• **Work request**: Using the records below, count the lines with "spoon" in them. Give the number only.

++++ Data shown

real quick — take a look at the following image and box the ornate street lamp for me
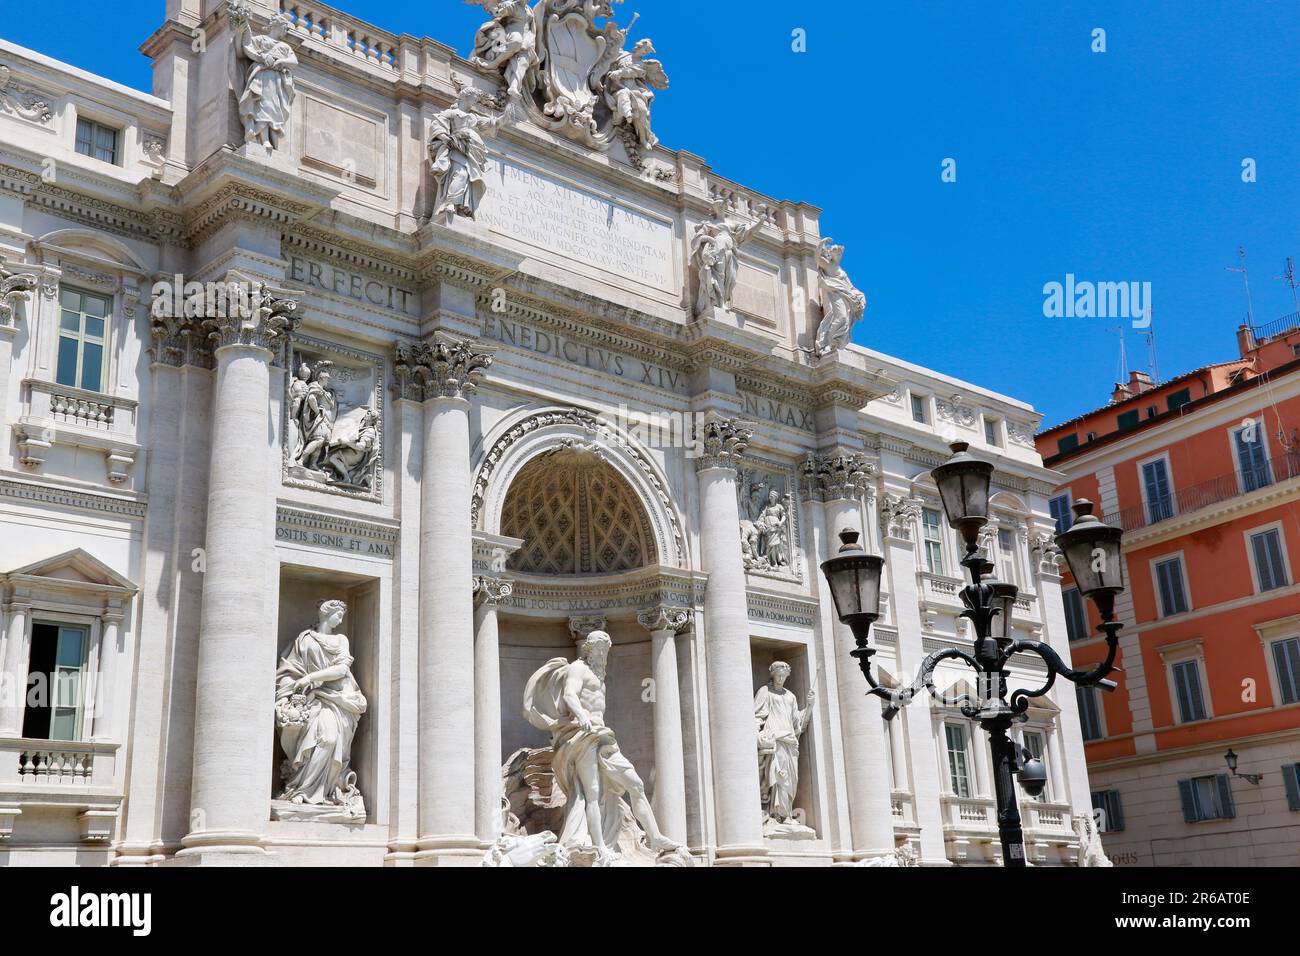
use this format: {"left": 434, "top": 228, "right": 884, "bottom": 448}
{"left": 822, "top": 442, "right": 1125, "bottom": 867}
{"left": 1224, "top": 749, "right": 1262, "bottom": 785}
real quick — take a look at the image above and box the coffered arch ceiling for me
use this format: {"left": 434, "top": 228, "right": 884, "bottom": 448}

++++++++
++++ Data shown

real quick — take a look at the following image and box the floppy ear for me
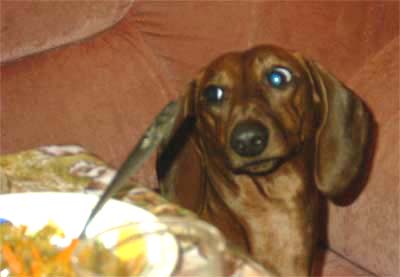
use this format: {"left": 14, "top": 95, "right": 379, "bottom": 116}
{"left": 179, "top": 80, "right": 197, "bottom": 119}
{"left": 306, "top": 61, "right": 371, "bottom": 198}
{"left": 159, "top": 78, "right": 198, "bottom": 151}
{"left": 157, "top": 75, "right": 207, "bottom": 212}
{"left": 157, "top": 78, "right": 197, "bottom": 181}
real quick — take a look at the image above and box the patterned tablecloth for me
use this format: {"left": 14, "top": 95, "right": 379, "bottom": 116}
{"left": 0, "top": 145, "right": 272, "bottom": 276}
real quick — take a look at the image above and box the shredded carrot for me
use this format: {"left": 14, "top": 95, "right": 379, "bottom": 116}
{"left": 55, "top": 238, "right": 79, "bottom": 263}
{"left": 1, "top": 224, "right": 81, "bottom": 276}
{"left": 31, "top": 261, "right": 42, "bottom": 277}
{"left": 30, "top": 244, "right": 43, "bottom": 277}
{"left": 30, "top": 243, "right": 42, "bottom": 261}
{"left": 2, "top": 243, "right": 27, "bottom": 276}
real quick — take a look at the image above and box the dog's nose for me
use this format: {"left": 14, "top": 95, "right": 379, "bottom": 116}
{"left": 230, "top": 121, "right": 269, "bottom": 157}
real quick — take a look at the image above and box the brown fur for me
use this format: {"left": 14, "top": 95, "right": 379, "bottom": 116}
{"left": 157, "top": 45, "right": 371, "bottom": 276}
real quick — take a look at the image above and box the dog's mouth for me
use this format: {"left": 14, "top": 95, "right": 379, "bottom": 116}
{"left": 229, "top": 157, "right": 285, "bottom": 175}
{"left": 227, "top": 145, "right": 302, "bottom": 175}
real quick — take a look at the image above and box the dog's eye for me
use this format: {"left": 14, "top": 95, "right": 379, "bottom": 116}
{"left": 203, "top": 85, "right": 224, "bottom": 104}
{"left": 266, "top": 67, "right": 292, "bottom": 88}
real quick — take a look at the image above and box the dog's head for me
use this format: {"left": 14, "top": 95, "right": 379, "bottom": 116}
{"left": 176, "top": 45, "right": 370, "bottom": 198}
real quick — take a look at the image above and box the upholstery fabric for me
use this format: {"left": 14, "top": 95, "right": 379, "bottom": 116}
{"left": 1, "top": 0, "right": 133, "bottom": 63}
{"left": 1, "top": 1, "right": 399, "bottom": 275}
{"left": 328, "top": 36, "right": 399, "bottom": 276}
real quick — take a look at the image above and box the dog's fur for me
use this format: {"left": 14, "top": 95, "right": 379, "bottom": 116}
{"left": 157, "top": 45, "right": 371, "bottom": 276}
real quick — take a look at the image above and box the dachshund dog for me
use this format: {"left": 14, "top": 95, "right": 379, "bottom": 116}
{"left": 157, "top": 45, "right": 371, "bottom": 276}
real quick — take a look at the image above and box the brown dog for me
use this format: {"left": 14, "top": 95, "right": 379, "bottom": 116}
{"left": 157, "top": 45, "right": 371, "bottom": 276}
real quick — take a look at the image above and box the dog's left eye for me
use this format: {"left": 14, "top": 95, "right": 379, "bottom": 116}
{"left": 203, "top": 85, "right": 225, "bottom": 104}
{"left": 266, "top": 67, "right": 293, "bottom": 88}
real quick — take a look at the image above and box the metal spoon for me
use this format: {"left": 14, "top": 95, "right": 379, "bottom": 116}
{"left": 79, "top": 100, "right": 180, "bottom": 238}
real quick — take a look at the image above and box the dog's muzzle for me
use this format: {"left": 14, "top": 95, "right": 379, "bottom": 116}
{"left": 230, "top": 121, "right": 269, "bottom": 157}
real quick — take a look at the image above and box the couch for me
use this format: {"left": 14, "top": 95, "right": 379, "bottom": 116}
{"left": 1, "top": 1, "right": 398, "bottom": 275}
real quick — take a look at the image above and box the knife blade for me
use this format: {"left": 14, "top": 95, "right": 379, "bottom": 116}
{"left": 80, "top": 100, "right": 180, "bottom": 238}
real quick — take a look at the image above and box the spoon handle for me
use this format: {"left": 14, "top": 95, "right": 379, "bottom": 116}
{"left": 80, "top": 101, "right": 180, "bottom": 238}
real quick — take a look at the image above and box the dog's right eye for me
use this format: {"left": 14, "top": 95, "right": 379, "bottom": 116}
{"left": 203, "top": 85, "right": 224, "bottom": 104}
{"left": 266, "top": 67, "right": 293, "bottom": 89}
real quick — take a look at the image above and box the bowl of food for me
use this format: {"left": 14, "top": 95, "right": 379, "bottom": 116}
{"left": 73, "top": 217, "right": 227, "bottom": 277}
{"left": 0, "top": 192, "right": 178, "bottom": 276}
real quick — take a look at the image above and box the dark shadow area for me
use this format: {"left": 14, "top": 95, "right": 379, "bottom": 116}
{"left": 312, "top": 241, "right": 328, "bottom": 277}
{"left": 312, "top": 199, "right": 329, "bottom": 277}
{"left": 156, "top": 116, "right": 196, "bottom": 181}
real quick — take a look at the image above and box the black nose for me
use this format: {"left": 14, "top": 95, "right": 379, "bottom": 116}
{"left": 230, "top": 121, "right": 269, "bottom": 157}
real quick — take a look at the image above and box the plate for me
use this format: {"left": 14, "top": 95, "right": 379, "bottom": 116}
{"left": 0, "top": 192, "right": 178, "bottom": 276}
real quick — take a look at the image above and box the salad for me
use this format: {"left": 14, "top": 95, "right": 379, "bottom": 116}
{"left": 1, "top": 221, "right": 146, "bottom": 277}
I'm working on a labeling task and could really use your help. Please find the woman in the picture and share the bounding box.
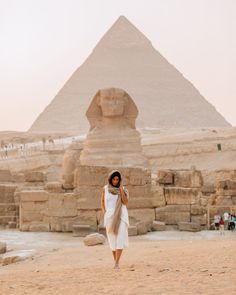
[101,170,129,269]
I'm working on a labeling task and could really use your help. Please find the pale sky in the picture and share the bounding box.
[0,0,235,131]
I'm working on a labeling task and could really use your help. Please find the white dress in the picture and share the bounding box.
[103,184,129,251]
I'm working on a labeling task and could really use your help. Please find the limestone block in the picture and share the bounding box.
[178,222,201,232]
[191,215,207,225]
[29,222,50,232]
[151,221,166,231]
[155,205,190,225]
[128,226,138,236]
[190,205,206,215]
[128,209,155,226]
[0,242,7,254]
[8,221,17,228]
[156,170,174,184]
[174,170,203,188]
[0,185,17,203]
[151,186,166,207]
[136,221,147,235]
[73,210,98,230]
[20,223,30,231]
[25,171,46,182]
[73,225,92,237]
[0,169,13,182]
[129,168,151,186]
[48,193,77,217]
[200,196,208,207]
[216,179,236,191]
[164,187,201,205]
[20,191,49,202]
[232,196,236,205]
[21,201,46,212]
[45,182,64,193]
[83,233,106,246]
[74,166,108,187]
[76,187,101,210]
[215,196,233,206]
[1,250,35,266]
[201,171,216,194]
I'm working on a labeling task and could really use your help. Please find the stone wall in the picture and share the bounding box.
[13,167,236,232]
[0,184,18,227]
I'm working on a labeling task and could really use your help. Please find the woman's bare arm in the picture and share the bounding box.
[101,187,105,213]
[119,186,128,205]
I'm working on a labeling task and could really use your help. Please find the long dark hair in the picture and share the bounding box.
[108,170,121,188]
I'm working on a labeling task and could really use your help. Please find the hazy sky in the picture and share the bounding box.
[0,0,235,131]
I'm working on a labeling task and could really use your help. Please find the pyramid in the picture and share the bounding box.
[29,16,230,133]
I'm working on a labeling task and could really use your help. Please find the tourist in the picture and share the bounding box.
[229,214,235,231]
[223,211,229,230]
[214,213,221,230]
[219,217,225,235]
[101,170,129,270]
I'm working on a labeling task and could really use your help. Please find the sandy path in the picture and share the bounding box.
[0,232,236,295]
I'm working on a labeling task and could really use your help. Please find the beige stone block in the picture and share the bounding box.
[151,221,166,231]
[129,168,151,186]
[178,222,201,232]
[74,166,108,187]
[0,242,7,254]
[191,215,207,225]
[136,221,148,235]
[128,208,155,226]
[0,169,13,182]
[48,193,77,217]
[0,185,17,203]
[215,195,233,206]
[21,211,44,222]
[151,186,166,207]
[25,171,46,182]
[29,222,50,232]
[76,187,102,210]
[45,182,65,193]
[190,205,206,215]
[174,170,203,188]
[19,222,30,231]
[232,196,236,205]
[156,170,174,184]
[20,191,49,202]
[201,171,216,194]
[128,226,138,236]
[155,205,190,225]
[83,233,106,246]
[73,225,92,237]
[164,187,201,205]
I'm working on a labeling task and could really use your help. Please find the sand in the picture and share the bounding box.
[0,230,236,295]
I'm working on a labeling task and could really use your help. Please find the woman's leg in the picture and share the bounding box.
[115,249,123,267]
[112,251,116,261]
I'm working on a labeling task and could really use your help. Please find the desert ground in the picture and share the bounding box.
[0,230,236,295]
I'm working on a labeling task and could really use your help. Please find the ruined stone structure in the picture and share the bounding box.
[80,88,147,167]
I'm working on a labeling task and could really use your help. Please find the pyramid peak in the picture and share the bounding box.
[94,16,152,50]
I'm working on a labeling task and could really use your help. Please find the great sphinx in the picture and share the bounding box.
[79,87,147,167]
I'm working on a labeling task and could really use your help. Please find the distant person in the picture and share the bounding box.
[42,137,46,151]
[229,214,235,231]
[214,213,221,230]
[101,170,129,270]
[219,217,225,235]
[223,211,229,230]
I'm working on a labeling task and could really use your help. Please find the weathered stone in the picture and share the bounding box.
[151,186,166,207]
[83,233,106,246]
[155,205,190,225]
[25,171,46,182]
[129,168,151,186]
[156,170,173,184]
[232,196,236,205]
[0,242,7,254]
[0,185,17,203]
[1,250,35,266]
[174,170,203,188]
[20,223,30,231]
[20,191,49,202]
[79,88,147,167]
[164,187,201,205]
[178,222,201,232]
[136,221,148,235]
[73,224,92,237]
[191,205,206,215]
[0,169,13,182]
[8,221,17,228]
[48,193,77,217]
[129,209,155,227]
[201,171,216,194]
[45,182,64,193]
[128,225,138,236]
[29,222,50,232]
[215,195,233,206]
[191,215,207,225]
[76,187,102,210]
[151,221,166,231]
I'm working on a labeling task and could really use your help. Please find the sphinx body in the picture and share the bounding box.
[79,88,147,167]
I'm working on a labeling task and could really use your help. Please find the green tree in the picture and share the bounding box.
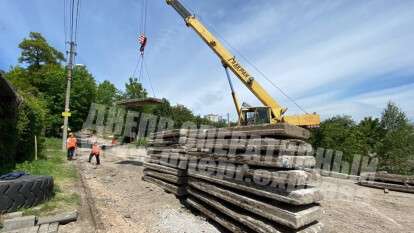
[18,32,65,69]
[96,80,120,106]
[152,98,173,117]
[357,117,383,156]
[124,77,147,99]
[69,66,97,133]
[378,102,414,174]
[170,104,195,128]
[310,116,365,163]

++++++++

• **Result of this exercise**: 2